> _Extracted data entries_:
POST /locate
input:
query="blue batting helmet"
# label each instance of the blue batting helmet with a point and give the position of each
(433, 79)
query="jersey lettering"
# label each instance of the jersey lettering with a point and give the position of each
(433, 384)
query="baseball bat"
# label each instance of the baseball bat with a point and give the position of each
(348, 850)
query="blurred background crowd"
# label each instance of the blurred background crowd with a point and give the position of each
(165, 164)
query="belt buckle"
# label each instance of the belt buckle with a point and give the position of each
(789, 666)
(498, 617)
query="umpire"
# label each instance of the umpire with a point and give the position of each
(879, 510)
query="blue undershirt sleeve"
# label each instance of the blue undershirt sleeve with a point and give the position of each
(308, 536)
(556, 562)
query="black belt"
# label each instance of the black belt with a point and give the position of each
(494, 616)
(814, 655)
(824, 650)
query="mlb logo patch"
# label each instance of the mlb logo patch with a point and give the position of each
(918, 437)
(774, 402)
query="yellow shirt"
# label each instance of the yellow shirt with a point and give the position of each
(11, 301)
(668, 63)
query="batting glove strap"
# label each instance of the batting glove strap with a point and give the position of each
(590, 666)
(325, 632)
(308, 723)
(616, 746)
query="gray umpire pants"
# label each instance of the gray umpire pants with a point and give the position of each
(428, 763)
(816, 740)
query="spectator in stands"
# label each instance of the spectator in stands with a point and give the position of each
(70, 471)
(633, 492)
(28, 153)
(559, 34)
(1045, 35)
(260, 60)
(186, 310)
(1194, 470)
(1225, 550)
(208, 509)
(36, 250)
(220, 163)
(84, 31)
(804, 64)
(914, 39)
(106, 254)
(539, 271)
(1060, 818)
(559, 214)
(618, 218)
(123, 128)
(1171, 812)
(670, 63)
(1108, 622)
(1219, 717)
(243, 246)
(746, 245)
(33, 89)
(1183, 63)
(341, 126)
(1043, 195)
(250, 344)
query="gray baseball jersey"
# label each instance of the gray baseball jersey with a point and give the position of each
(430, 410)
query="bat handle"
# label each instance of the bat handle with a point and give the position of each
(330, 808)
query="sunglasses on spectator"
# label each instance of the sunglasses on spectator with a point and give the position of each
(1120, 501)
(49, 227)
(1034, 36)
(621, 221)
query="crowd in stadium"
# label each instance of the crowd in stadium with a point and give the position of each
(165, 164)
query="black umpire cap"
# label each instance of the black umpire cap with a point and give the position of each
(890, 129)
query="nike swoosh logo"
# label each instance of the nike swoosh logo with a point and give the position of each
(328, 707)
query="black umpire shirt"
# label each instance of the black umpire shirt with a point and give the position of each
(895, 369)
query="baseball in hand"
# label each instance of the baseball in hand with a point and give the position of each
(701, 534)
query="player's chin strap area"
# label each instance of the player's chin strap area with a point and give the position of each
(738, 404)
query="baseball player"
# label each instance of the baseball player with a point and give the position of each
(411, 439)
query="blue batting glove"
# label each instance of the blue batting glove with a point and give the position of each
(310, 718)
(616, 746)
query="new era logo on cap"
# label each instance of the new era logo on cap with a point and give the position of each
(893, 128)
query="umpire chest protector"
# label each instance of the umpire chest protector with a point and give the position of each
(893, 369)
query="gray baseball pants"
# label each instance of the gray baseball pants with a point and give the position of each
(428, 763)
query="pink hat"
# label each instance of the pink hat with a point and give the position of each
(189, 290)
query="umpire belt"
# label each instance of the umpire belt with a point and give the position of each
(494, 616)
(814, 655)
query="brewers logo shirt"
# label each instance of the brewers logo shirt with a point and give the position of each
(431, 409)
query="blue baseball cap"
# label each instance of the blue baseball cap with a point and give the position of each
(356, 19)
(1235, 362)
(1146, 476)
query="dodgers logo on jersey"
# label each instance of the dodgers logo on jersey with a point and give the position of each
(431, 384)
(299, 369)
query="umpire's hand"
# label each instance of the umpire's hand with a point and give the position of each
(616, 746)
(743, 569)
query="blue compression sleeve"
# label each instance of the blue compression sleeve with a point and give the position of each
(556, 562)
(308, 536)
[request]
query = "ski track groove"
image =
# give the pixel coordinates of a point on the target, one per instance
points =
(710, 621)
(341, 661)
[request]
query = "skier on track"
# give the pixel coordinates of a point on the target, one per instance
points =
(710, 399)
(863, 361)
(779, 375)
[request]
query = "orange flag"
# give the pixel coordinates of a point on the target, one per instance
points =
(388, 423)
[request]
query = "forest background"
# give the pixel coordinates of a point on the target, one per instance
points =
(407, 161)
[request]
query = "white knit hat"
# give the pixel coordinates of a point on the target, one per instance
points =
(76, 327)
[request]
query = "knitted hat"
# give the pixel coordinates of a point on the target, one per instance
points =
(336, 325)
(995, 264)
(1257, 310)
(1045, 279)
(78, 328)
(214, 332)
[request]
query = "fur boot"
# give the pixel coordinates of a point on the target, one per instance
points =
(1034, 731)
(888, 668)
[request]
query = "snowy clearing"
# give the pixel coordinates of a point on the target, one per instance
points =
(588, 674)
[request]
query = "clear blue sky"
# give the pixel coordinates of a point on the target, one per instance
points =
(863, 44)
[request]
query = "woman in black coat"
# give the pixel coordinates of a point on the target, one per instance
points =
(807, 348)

--

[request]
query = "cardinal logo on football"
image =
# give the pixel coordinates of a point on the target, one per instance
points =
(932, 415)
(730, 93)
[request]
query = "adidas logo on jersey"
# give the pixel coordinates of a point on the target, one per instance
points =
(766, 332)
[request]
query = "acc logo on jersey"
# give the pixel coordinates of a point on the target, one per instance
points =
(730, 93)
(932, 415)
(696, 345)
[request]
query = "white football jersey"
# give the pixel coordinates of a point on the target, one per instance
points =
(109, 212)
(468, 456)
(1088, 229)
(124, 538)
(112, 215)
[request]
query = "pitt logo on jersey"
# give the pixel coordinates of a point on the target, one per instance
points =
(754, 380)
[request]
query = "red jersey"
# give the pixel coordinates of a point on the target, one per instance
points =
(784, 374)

---

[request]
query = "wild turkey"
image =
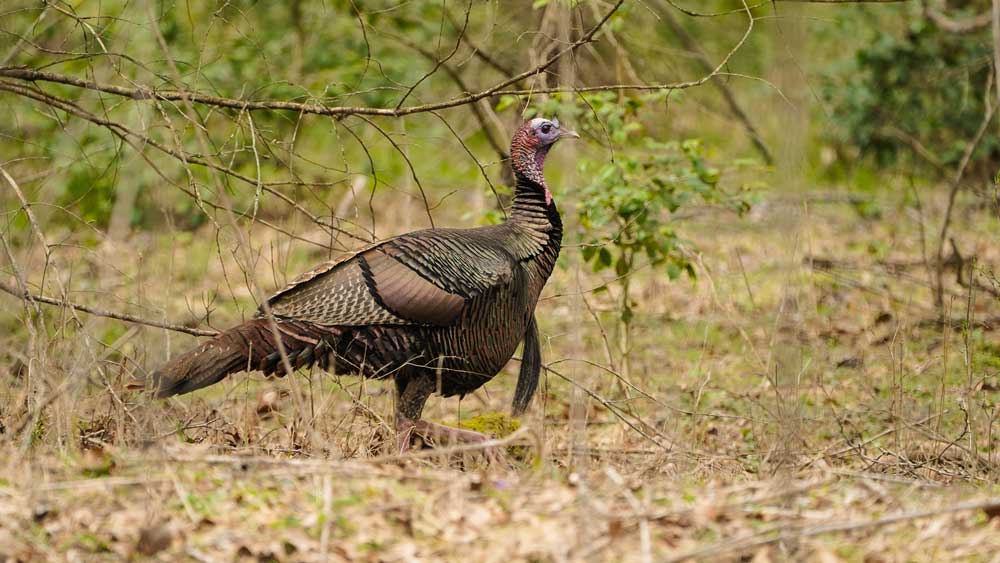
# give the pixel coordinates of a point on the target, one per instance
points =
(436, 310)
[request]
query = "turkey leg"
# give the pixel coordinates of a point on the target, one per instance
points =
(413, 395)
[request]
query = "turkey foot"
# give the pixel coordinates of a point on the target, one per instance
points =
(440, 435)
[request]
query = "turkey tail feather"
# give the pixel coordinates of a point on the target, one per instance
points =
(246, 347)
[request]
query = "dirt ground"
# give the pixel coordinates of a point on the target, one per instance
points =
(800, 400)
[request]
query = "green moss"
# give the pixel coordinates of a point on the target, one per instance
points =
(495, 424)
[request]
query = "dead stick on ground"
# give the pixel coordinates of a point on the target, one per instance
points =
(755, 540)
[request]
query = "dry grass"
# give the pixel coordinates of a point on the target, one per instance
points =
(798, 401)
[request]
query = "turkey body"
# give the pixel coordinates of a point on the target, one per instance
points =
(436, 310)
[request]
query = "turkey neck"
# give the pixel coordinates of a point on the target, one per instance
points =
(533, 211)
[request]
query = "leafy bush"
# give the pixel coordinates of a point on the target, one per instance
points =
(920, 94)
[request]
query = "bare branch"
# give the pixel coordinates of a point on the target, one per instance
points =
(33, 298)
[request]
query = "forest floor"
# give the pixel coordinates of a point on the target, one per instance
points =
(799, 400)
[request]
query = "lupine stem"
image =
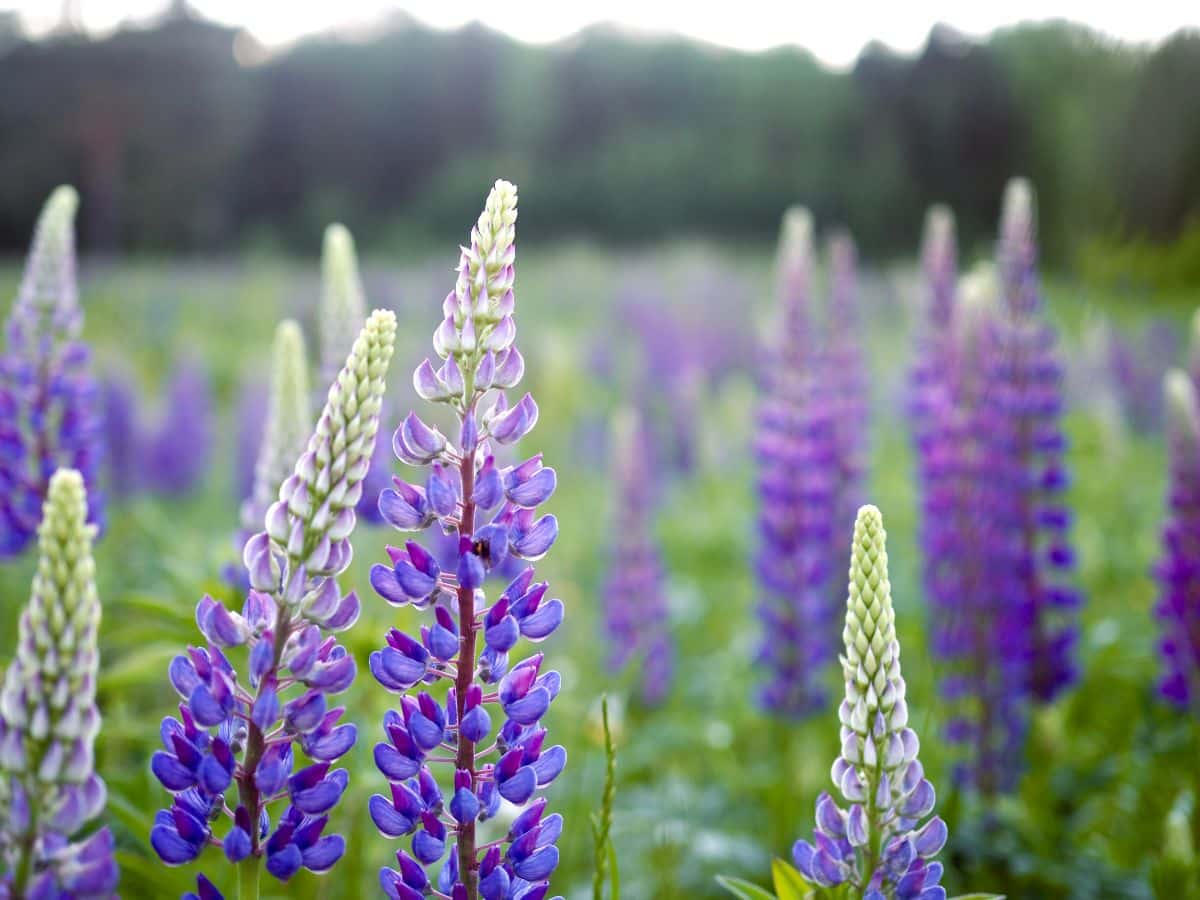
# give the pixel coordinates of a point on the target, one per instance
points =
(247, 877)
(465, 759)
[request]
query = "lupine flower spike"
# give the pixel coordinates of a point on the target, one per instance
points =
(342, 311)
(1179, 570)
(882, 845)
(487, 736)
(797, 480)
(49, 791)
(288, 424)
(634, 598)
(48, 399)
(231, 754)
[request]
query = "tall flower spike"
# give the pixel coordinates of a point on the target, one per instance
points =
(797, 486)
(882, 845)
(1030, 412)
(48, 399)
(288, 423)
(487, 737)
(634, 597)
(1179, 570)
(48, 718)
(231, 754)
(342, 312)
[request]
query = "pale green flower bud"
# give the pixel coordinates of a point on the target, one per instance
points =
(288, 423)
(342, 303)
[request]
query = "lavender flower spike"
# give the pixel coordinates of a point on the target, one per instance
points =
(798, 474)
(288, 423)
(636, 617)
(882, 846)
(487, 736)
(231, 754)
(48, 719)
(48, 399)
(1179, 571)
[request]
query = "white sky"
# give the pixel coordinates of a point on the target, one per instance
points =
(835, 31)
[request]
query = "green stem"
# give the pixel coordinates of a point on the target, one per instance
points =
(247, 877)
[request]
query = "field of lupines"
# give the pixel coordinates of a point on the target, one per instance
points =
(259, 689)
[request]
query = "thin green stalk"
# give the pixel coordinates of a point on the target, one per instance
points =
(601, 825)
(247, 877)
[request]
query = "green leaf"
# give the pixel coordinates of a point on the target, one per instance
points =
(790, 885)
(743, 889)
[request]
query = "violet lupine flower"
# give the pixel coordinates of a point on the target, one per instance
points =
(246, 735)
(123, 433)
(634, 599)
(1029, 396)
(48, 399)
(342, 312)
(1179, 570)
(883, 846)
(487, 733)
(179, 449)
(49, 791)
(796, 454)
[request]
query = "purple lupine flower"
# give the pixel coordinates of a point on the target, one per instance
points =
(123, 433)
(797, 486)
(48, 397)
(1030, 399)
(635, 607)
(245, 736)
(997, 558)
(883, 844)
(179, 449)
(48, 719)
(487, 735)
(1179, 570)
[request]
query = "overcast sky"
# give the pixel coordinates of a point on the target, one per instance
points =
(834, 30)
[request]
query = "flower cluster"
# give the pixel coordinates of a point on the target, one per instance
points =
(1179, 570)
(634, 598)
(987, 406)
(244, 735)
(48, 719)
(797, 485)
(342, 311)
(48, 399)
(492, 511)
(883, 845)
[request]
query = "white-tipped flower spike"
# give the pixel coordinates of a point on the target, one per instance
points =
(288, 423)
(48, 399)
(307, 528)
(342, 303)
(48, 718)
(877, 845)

> _Instructions for the task_:
Identify the lines in the records above that contain the word "forest", then state how many there are and nothing more.

> _Answer section_:
2